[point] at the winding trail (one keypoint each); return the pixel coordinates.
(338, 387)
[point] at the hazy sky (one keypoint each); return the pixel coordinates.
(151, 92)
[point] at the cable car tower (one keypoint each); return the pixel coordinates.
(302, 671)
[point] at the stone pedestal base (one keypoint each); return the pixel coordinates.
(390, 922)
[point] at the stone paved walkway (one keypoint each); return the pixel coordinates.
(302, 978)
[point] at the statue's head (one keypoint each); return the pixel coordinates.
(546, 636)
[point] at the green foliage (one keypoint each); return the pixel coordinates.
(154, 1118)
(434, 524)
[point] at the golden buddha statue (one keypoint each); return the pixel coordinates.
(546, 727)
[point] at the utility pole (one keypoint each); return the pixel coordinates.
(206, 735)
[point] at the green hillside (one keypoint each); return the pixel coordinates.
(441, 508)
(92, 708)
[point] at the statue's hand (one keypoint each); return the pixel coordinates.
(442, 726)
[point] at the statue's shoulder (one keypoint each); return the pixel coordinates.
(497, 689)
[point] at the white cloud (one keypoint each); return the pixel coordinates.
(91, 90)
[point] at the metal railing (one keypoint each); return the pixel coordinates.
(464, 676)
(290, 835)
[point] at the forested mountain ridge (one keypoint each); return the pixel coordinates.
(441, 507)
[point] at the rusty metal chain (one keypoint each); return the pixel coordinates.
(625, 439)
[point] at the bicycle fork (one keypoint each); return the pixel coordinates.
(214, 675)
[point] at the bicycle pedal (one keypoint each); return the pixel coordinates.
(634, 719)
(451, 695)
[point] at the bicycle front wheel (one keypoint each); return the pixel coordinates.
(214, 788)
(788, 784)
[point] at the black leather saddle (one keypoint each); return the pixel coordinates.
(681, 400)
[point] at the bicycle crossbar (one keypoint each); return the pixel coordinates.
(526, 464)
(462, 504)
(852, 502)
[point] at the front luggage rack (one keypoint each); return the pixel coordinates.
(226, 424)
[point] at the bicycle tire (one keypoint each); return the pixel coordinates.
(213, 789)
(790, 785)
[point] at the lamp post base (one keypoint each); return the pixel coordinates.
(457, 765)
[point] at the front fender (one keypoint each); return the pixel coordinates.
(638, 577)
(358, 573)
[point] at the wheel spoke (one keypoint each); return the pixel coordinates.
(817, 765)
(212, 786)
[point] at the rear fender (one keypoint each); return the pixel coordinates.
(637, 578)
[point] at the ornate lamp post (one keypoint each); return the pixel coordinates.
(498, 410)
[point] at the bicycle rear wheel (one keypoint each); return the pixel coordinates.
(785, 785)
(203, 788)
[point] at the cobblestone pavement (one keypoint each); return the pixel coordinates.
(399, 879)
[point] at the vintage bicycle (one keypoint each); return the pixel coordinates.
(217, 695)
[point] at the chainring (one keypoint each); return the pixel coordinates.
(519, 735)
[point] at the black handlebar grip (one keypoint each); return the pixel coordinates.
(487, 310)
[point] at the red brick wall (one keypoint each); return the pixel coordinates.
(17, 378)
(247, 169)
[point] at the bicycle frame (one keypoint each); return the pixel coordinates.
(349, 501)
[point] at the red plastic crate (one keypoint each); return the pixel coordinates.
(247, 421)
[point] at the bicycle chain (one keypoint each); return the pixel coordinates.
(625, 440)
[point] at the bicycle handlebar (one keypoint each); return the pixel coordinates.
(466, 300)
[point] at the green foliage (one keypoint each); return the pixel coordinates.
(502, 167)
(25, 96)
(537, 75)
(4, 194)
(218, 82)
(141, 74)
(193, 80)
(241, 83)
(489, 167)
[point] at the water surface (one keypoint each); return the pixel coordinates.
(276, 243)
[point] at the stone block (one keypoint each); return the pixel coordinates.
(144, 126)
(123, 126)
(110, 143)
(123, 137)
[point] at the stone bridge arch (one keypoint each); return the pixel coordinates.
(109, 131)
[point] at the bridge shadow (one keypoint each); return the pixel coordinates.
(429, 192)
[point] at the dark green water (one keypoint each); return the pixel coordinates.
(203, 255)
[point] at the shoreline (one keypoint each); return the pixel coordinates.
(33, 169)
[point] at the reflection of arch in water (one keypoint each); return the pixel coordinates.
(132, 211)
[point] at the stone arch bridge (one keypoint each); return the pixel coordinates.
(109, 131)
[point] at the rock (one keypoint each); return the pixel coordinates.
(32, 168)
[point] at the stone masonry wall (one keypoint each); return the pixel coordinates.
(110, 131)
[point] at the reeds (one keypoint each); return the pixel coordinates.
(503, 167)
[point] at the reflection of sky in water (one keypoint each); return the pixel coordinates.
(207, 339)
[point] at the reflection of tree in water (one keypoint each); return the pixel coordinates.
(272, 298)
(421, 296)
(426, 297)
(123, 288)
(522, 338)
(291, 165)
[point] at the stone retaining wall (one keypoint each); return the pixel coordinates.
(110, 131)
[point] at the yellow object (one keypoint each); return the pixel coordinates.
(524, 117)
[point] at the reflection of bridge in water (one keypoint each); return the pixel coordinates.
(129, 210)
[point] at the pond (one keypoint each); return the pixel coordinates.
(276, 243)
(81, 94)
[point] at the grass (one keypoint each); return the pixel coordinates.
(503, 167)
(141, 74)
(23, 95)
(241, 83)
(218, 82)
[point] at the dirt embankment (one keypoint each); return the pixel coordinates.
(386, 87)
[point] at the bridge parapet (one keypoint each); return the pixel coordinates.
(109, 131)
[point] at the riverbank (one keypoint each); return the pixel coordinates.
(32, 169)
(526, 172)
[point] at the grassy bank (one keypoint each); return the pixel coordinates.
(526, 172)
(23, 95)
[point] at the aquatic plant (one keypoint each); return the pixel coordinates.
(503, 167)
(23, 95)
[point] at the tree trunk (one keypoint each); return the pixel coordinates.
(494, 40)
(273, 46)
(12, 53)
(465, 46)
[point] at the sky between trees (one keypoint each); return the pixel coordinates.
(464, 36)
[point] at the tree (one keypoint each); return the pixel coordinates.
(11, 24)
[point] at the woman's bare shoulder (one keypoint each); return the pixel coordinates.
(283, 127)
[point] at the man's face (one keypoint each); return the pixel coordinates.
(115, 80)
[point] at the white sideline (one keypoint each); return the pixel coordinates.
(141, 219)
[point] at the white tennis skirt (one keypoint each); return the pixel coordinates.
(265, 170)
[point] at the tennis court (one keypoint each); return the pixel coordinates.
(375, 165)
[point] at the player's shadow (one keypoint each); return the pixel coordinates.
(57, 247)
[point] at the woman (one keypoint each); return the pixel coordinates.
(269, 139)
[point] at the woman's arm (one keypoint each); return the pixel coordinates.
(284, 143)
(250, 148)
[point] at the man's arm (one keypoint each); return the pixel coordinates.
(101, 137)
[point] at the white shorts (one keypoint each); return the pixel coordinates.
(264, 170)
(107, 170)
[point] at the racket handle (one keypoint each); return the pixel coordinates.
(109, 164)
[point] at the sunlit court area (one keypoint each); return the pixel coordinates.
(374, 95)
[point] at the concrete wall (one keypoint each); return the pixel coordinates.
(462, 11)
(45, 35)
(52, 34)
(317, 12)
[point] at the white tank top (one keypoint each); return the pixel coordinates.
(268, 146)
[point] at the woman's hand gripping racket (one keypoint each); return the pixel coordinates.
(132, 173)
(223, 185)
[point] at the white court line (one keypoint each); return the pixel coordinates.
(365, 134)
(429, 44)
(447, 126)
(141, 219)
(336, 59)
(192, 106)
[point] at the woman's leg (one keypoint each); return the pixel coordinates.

++++++++++

Retype the records in their entirety, matching each one exactly.

## TASK OUTPUT
[point] at the winding trail (one keypoint each); return the pixel coordinates.
(338, 387)
[point] at the hazy sky (one keypoint each); return the pixel coordinates.
(151, 92)
[point] at the cable car tower (one keypoint each); return the pixel coordinates.
(302, 671)
[point] at the stone pedestal base (one keypoint each); return the pixel coordinates.
(390, 922)
[point] at the stone paved walkway (one keypoint each); return the pixel coordinates.
(302, 978)
[point] at the statue's head (one keypoint each); return the pixel coordinates.
(546, 636)
[point] at the green foliage (one keypoint each); return the pixel coordinates.
(154, 1118)
(434, 524)
[point] at the golden buddha statue (one keypoint each); return the pixel coordinates.
(546, 727)
[point] at the utility pole (one keypoint each); return the pixel coordinates.
(206, 735)
[point] at the green hillside (one keypoint each); return the pixel coordinates.
(441, 508)
(92, 708)
[point] at the statue's hand (one keypoint each); return the pixel coordinates.
(442, 726)
[point] at the statue's shoulder (one keypoint each); return the pixel coordinates.
(497, 689)
[point] at the white cloud (one keypoint each); return the pixel coordinates.
(91, 90)
[point] at the metal railing (one keypoint each); return the pixel coordinates.
(464, 676)
(290, 835)
[point] at the forested mountain ridge (one keypoint each); return the pixel coordinates.
(441, 507)
[point] at the rusty metal chain (one keypoint each); return the pixel coordinates.
(625, 439)
[point] at the bicycle fork (one keypoint each); return the pixel coordinates.
(214, 675)
[point] at the bicycle pedal (one keypoint each); return the pixel coordinates.
(634, 719)
(451, 695)
[point] at the bicycle front wheel (one keypoint each); return the pixel coordinates.
(214, 788)
(788, 784)
[point] at the black leather saddle (one keypoint each); return the pixel coordinates.
(681, 400)
[point] at the bicycle crossbar (one keypoint each); return the pixel coordinates.
(526, 464)
(462, 504)
(852, 502)
[point] at the front luggage rack (one keypoint each); return the pixel coordinates.
(226, 424)
[point] at the bicycle tire (one keypoint each); return the pixel coordinates.
(213, 789)
(790, 785)
[point] at the lamp post base (one keypoint each); return the pixel coordinates.
(457, 765)
[point] at the front fender (one keypoint each); return the pixel coordinates.
(638, 577)
(358, 573)
[point] at the wheel spoke (one keypoint each); return the pixel coordinates.
(817, 765)
(212, 786)
[point] at the rear fender (one keypoint each); return the pixel coordinates.
(637, 578)
[point] at the ornate lamp post (one keypoint each); return the pixel coordinates.
(498, 410)
[point] at the bicycle rear wheel (one keypoint each); return the pixel coordinates.
(785, 785)
(203, 788)
[point] at the cobblestone pavement (one keypoint each); return the pixel coordinates.
(399, 879)
[point] at the vintage bicycle (one keypoint each); return the pixel coordinates.
(217, 695)
[point] at the chainring (one keypoint each); return the pixel coordinates.
(519, 735)
[point] at the black handlebar grip (one keypoint each); return the pixel coordinates.
(487, 310)
[point] at the red brick wall (one keypoint each); return the pixel coordinates.
(17, 378)
(247, 169)
[point] at the bicycle frame (one keypoint each); return the pixel coordinates.
(349, 501)
[point] at the red plastic crate (one keypoint each); return the pixel coordinates.
(247, 421)
[point] at the bicycle chain (one keypoint each); return the pixel coordinates.
(625, 440)
[point] at the bicycle handlebar (one keypoint each); return the pixel coordinates.
(466, 300)
[point] at the green foliage (one keypoint each); return the pixel coordinates.
(502, 167)
(25, 96)
(537, 75)
(4, 194)
(218, 82)
(141, 74)
(193, 80)
(241, 83)
(489, 167)
[point] at the water surface (one keypoint each); return the pixel coordinates.
(276, 243)
[point] at the stone block (one keypoint each); return the pixel coordinates.
(144, 126)
(123, 126)
(110, 143)
(123, 137)
[point] at the stone bridge arch (one keypoint each); return the pixel coordinates.
(109, 131)
[point] at the bridge shadow (one keypoint each); return the pixel coordinates.
(429, 192)
[point] at the dark green water (one keypoint each); return the pixel coordinates.
(203, 255)
[point] at the shoreline (one keypoint each); return the pixel coordinates.
(33, 169)
[point] at the reflection of arch in water (one keypoint each); return the pixel coordinates.
(132, 211)
[point] at the stone arch bridge (one keypoint each); return the pixel coordinates.
(109, 131)
[point] at the rock (one keypoint each); return the pixel coordinates.
(32, 168)
[point] at the stone masonry wall (one keypoint each); return the pixel coordinates.
(110, 131)
[point] at the reeds (one keypoint each); return the pixel coordinates.
(503, 167)
[point] at the reflection of sky in water (one keypoint each); return the pixel coordinates.
(207, 339)
[point] at the reflection of tree in water (one keypoint each); return the pixel coordinates.
(272, 298)
(421, 296)
(426, 297)
(123, 288)
(522, 338)
(291, 165)
[point] at the stone retaining wall (one keypoint each); return the pixel coordinates.
(110, 131)
[point] at the yellow object (one keypoint each); return the pixel coordinates.
(524, 117)
[point] at the reflection of bridge in water (one keypoint each); return the pixel coordinates.
(129, 210)
[point] at the pond (one keypoint each); return the pixel coordinates.
(276, 243)
(81, 94)
[point] at the grass (one keypoint each); return the pixel coordinates.
(503, 167)
(141, 74)
(23, 95)
(241, 83)
(218, 82)
[point] at the dirt embankment (one keypoint each); return the pixel coordinates.
(386, 87)
[point] at the bridge parapet (one keypoint each); return the pixel coordinates.
(109, 131)
[point] at the riverbank (one keypoint each); return the pixel coordinates.
(32, 169)
(526, 172)
[point] at the grassy bank (one keypoint each); return the pixel coordinates.
(526, 172)
(23, 95)
[point] at the aquatic plant (one keypoint each); return the pixel coordinates.
(503, 167)
(23, 95)
[point] at the tree trunk (one keypoint each); return the pixel coordinates.
(494, 40)
(273, 46)
(12, 53)
(465, 46)
[point] at the sky between trees (one keypoint each); return the pixel coordinates.
(464, 36)
[point] at the tree (one keypoint each); return the pixel coordinates.
(11, 24)
[point] at the woman's bare shoulder (one keypoint each); return the pixel coordinates.
(283, 127)
[point] at the man's face (one keypoint each); return the pixel coordinates.
(115, 80)
[point] at the white sideline (one keypoint each); return the pixel coordinates.
(141, 219)
[point] at the white tennis skirt (one keypoint each); return the pixel coordinates.
(265, 170)
[point] at the tennis court (one keypoint each); return the pixel coordinates.
(375, 165)
[point] at the player's shadow (one keypoint each); return the pixel coordinates.
(57, 247)
[point] at the woman (one keypoint each); return the pixel coordinates.
(269, 139)
[point] at the woman's arm (one keypoint each); return the pixel coordinates.
(284, 143)
(250, 148)
[point] at the man's arm (one keypoint each); return the pixel coordinates.
(101, 137)
[point] at the white shorts (one keypoint each); return the pixel coordinates.
(264, 170)
(107, 170)
[point] at the racket handle (one keypoint each); return the pixel coordinates.
(109, 164)
[point] at the sunlit court area (one keypoint each); return the pixel coordinates.
(374, 95)
[point] at the concrete wall (one keypoint each); return the pixel coordinates.
(462, 11)
(45, 35)
(52, 34)
(317, 12)
[point] at the white tank top (one keypoint each); return the pixel coordinates.
(268, 146)
[point] at the woman's hand gripping racket (one keypoint each); return the pixel coordinates.
(132, 173)
(223, 185)
[point] at the white court line (one keypoint each); return the pixel coordinates.
(365, 134)
(429, 44)
(447, 126)
(141, 219)
(336, 59)
(192, 106)
[point] at the woman's leg (one keypoint each); return the pixel coordinates.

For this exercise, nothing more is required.